### CONSIGNE
D'après le texte proposé, quels sont les deux accidents auxquels l'enfant a failli succomber ?

### TEXTE PROPOSÉ
:::

En termes aujourd’hui on dirait : mon
fils a des troubles neurologiques importants; il ne parle pas, on pense qu’il
est sourd, il est différent des autres, il fait des crises, et quand il fait
ses crises on ne sait pas où il
est: on perd le contact avec lui, il ne nous entend pas, il ne nous répond pas.
On a peur pour lui parce qu’il se fait du mal à lui même : il a failli se
noyer, failli se brûler, il a des troubles de l’équilibre, il marche mal. On
pourrait presque dire puisque cela date depuis la naissance qu’il est « polyhandicapé ».
Il n’est pas
étonnant que les disciples n’aient rien pu faire, car ces enfants là, ces
enfants avec lesquels il n’y a pas de contact font peur, et quand peur il y a,
la guérison n’est pas possible.
Si les évangélistes
insistent souvent sur la nécessité de la foi pour celui qui demande un miracle,
il est intéressant de noter (en tous les cas dans le parallèle de Matthieu) que
le foi est aussi nécessaire à celui qui provoque la guérison par le nom de
Jésus.

:::

### DONNÉES FOURNIES
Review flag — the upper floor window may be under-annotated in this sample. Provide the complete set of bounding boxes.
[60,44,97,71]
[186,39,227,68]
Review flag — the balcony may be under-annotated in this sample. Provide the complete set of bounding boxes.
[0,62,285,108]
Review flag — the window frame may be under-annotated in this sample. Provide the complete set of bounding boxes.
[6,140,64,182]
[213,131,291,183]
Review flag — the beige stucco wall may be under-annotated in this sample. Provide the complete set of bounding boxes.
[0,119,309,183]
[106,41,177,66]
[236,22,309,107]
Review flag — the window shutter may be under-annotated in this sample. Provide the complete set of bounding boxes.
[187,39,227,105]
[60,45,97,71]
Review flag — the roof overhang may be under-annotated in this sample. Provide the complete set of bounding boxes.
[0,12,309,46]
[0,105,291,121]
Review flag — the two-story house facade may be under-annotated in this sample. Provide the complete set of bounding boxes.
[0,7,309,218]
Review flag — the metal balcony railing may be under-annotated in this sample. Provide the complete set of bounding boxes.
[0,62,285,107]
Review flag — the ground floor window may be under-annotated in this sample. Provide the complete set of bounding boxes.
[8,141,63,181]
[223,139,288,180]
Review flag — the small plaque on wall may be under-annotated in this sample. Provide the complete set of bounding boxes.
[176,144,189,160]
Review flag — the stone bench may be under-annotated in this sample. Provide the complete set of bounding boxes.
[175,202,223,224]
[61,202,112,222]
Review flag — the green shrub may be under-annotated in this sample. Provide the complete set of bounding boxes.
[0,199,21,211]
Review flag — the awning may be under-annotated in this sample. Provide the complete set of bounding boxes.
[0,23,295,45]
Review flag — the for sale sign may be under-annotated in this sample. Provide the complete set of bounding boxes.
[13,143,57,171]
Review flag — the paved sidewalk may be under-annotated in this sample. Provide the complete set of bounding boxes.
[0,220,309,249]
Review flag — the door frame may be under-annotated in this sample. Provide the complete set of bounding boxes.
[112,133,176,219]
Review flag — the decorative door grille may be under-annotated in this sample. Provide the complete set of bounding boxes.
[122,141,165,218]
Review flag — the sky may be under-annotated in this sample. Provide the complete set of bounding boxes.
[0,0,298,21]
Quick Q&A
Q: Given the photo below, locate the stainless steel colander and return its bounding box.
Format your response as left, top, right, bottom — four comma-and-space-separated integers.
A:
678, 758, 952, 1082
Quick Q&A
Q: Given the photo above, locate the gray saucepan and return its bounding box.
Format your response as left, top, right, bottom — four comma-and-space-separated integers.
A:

:::

### CORRIGÉ
Il a failli se noyer et se brûler.